Records shown:
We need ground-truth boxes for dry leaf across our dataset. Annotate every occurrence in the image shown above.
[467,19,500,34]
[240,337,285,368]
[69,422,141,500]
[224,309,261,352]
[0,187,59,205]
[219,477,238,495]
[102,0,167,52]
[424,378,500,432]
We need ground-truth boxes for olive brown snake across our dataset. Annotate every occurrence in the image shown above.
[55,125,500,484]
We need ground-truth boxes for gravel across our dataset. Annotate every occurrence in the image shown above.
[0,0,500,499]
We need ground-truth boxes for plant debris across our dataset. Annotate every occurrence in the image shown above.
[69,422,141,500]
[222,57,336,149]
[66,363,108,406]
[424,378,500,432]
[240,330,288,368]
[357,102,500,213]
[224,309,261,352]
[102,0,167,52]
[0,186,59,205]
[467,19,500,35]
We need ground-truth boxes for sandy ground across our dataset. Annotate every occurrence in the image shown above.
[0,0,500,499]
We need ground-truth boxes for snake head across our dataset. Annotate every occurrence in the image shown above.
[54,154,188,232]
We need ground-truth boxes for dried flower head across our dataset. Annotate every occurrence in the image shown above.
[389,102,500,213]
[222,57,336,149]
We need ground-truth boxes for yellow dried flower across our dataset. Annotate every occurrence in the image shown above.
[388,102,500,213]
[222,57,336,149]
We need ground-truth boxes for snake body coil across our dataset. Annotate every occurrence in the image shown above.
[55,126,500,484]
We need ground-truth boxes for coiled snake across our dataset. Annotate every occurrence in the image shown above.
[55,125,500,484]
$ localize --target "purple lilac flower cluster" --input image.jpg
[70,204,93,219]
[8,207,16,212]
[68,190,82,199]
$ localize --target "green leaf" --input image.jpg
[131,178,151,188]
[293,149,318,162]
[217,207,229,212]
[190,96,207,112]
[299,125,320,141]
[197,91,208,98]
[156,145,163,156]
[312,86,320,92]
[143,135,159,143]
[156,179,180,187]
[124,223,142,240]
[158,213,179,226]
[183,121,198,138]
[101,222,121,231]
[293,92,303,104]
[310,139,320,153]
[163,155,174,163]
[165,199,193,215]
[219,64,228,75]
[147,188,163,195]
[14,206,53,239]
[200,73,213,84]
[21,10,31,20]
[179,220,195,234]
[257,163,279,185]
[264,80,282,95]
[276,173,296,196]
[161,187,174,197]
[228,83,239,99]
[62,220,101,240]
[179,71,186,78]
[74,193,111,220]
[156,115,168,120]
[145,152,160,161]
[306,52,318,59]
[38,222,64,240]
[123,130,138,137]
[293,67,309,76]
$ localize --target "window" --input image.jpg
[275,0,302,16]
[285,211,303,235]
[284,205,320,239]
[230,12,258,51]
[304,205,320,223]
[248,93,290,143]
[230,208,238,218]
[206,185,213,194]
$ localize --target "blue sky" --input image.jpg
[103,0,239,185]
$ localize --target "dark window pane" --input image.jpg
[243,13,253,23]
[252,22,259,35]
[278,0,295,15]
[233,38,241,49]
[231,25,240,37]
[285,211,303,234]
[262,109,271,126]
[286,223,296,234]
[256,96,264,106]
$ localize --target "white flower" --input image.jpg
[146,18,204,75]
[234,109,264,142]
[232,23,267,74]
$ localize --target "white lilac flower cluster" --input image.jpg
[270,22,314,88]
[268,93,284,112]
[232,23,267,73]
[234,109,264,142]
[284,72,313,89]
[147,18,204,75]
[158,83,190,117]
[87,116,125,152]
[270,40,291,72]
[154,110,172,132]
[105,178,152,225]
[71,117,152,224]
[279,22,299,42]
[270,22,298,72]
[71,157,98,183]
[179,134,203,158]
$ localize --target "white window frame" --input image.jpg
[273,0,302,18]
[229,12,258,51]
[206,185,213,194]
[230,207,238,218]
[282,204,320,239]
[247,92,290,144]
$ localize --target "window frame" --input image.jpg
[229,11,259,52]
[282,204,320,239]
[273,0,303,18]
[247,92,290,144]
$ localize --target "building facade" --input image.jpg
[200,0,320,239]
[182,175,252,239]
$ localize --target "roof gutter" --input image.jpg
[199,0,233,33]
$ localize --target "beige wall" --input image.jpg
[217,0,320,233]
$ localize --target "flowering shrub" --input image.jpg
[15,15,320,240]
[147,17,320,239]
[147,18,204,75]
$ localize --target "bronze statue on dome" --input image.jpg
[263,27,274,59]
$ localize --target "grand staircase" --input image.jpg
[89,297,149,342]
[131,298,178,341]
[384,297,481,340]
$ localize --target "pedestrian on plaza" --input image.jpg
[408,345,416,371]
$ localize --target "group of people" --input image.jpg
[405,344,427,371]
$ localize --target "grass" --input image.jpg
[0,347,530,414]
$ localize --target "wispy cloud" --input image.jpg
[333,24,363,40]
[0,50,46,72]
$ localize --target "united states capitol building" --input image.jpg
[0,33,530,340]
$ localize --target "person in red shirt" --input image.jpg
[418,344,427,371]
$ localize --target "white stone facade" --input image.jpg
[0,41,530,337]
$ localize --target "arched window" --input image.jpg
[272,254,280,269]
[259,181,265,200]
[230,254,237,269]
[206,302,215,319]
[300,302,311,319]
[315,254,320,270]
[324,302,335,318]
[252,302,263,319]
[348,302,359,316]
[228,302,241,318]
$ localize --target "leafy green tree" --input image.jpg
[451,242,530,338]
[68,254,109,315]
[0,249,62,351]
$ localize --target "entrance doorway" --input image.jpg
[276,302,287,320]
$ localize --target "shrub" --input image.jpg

Challenge:
Which lines in the entries above contain the word "cluster"? Locate each one and copy it out in full.

Result below:
$ localize --target "purple lilac flower cluster" --input image.jpg
$ localize --target "white lilac flower cluster" --input image.jpg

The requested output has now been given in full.